# Directive
Write out the rows below verbatim, reproducing every line without alteration.

[Records of labeled points]
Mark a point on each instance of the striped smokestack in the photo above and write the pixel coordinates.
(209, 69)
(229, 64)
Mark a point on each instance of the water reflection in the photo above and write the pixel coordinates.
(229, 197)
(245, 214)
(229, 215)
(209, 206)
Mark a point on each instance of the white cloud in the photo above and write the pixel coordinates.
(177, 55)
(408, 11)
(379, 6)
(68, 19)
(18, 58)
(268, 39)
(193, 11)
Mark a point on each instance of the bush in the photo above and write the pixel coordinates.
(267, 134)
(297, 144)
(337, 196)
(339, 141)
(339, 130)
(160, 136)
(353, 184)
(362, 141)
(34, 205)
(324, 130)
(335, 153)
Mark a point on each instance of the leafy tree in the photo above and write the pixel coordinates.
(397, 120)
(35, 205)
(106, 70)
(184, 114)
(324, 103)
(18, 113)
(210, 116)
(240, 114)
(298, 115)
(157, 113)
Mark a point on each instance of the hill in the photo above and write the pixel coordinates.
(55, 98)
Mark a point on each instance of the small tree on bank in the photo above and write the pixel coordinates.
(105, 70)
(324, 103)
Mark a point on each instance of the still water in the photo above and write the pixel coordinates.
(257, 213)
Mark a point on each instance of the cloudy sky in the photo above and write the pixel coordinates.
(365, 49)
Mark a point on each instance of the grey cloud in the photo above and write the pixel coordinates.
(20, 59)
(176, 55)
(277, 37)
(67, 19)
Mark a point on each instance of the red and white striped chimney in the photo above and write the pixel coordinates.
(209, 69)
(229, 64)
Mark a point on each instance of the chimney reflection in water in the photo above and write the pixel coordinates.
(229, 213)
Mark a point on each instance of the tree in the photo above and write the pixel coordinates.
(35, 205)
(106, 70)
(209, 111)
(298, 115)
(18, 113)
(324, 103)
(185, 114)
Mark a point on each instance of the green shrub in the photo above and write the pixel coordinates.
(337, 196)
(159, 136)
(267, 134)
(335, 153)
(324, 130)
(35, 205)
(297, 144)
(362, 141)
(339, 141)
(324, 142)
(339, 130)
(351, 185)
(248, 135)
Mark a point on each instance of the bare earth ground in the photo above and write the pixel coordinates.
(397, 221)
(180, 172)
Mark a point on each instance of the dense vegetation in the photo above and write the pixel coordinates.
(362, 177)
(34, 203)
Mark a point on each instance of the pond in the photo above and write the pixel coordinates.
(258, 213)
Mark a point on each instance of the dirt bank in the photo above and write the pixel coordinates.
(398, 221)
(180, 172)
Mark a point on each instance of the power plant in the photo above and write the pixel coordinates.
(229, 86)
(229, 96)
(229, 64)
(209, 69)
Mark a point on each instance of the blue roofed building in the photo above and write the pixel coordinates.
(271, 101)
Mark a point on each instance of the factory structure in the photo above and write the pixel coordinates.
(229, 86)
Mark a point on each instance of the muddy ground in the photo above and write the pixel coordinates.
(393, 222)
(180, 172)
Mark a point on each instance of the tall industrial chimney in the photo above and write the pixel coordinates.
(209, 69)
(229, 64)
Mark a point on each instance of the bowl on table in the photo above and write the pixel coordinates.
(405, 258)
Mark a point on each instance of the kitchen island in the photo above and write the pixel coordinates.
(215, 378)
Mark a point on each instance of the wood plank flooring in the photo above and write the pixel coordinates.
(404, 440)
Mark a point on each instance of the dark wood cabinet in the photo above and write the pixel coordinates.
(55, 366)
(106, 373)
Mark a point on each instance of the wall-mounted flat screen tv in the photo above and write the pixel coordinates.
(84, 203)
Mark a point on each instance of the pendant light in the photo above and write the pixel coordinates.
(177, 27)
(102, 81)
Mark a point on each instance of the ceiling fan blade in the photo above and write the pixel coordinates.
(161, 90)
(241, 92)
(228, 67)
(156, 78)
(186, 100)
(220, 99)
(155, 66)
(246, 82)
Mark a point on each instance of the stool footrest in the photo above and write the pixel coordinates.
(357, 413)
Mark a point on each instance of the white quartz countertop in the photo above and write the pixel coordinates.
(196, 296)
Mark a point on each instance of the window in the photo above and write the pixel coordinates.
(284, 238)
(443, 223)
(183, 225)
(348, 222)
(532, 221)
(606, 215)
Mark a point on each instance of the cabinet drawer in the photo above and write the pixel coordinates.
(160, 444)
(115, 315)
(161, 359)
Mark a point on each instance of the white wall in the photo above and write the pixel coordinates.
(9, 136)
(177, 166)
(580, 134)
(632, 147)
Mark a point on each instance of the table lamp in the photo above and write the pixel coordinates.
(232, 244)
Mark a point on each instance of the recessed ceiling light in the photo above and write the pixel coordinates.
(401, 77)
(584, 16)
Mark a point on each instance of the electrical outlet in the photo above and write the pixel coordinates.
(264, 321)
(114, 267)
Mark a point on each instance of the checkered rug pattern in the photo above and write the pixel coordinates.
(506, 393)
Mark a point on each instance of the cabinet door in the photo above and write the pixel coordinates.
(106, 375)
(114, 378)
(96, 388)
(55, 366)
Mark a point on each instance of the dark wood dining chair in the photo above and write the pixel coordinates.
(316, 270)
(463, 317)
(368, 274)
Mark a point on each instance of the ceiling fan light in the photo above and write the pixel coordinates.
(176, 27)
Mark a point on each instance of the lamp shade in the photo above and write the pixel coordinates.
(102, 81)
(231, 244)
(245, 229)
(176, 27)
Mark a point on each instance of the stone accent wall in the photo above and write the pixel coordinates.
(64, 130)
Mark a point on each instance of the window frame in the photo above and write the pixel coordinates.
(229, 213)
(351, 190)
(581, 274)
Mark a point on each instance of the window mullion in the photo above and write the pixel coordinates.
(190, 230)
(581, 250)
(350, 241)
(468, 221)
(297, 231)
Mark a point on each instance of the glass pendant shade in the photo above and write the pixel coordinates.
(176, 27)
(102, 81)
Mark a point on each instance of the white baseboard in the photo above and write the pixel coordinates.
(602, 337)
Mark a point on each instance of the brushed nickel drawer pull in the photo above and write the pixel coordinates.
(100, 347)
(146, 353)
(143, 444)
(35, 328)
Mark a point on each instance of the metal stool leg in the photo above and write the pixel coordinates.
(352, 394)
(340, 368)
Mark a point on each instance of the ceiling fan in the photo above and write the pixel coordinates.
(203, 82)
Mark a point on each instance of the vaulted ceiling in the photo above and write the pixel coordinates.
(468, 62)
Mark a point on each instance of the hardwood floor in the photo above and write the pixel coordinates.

# Answer
Mark a point on each instance of the striped smokestack in the photo above and write the pixel coordinates.
(209, 69)
(229, 64)
Mark a point on each instance of the water reflection in the photo above and write the pixel coordinates.
(229, 197)
(245, 214)
(229, 215)
(209, 206)
Mark a point on each instance of the white cloud in the photo above and write the pixel coordinates.
(177, 55)
(408, 11)
(379, 6)
(68, 19)
(18, 58)
(268, 39)
(193, 11)
Mark a point on each instance of the bush in the photo above and write the pixel coordinates.
(267, 134)
(297, 144)
(337, 196)
(339, 141)
(339, 130)
(160, 136)
(353, 184)
(362, 141)
(34, 205)
(324, 130)
(335, 153)
Mark a point on each instance of the leafy tree in the photo above and write the pixel coordinates.
(397, 120)
(35, 205)
(106, 70)
(184, 114)
(324, 103)
(18, 113)
(210, 116)
(240, 114)
(298, 115)
(157, 113)
Mark a point on each instance of the hill in the photo above and write the pixel coordinates.
(55, 98)
Mark a point on each instance of the small tree on bank in the photo above and write the pixel coordinates.
(105, 70)
(324, 103)
Mark a point on each instance of the still water in the photo above and write the pixel coordinates.
(257, 213)
Mark a point on each instance of the cloudy sky in the photo above and write the pixel coordinates.
(365, 49)
Mark a point on each instance of the grey cloud in the photo above and write the pixel coordinates.
(20, 59)
(176, 55)
(277, 37)
(67, 19)
Mark a point on each instance of the red and white striped chimney in the photo above and write the pixel coordinates.
(209, 69)
(229, 64)
Mark a point on each instance of the chimney reflection in water in the photo above and write the pixel coordinates.
(229, 213)
Mark a point on each instance of the tree in the photo above and write the pixel coordinates.
(35, 205)
(106, 70)
(209, 111)
(298, 115)
(18, 113)
(324, 103)
(185, 114)
Mark a point on each instance of the green shrub in the photo above and write the pixel coordinates.
(337, 196)
(159, 136)
(267, 134)
(335, 153)
(324, 130)
(35, 205)
(297, 144)
(362, 141)
(339, 141)
(324, 142)
(339, 130)
(351, 185)
(248, 135)
Mark a point on each instance of the bare earth ground in the photo above and write the pixel coordinates.
(397, 221)
(180, 172)
Mark a point on each instance of the dense vegetation in the photo above and write the pixel coordinates.
(362, 177)
(34, 203)
Mark a point on each instance of the pond in the photo above and write the pixel coordinates.
(258, 213)
Mark a point on each instance of the dirt bank in the photo above and write the pixel coordinates.
(398, 221)
(180, 172)
Mark a point on each instance of the power plant in the photo above and write the pixel coordinates.
(229, 86)
(229, 96)
(229, 64)
(209, 69)
Mark a point on each instance of the blue roofed building in the photo above and write the pixel coordinates.
(271, 101)
Mark a point on each instance of the factory structure in the photo above and write the pixel coordinates.
(229, 86)
Mark a point on each instance of the muddy ground in the photo above and write the pixel coordinates.
(393, 222)
(180, 172)
Mark a point on each instance of the tall industrial chimney in the photo above and write the pixel coordinates.
(209, 69)
(229, 64)
Mark a point on each instance of the bowl on table in the photo above and write the pixel coordinates.
(405, 258)
Mark a point on each instance of the kitchen island in the photo above and write the pixel coordinates.
(215, 378)
Mark a point on each instance of the wood plank flooring in the photo above and write the pixel coordinates.
(404, 440)
Mark a point on each instance of the dark wood cabinet in the photo above and write the pixel coordinates.
(55, 366)
(106, 373)
Mark a point on each instance of the wall-mounted flat screen tv in the photo above and write the pixel coordinates.
(84, 203)
Mark a point on each instance of the pendant light in the photo above and write the pixel coordinates.
(177, 27)
(102, 81)
Mark a point on each instance of the ceiling fan blade in the photo above and write the pixel coordinates.
(161, 90)
(241, 92)
(228, 67)
(156, 78)
(186, 100)
(220, 99)
(155, 66)
(246, 82)
Mark a point on each instance of the stool footrest in the photo above and write the pixel coordinates.
(357, 413)
Mark a point on each instance of the white quartz countertop in the photo above and write the pixel coordinates.
(196, 296)
Mark a point on each instance of the window in the photo above and write the pixel coordinates.
(284, 238)
(443, 223)
(183, 225)
(348, 222)
(532, 221)
(606, 215)
Mark a point on each instance of the cabinet drawer in the photo above and write the pixel coordinates.
(160, 444)
(115, 315)
(161, 359)
Mark a point on each instance of the white wall in the photo above and write the pixel coordinates.
(9, 136)
(177, 166)
(580, 134)
(632, 147)
Mark a point on each instance of the table lamp in the photo above and write the pixel coordinates.
(232, 244)
Mark a point on each instance of the recessed ceiling light in the photo above and write the pixel coordinates.
(401, 77)
(584, 16)
Mark a point on each instance of the electrical outlet in the photo above and write the pixel coordinates.
(264, 321)
(114, 267)
Mark a point on each instance of the checkered rug pattern in the photo above and write the pixel coordinates.
(506, 393)
Mark a point on each instance of the cabinet door in the photo above and write the pixel coordinates.
(106, 375)
(114, 378)
(96, 388)
(55, 366)
Mark a point on each instance of the dark wood dining chair in the photo above and write the pixel coordinates.
(316, 270)
(463, 317)
(368, 274)
Mark a point on each instance of the ceiling fan light in the photo above and write the pixel coordinates.
(176, 27)
Mark a point on each instance of the lamp shade in the photo above and write the pixel coordinates.
(102, 81)
(231, 244)
(245, 229)
(176, 27)
Mark a point on each instance of the stone accent wall in the photo above and write the pixel coordinates.
(64, 130)
Mark a point on each instance of the window frame in the photo above and write the pixel coordinates.
(229, 213)
(351, 190)
(581, 274)
Mark a point on each instance of the window mullion in the photo above and write the pixel coordinates.
(190, 230)
(581, 250)
(350, 241)
(468, 221)
(297, 231)
Mark a point on each instance of the glass pendant shade in the photo above and write the pixel coordinates.
(176, 27)
(102, 81)
Mark a point on each instance of the white baseboard in the photo above and write the pixel coordinates.
(602, 337)
Mark a point on each instance of the brushed nickel drawer pull in the photo above and write the pixel coordinates.
(100, 347)
(146, 353)
(143, 444)
(35, 328)
Mark a point on each instance of the metal stool leg in the photo above and write the pixel coordinates.
(352, 394)
(340, 368)
Mark a point on each instance of the ceiling fan in the photo above and write the pixel coordinates.
(203, 82)
Mark a point on each instance of the vaulted ceiling in the photo above and write the pixel coordinates.
(468, 62)
Mark a point on each instance of the hardwood floor in the photo above and write the pixel coordinates.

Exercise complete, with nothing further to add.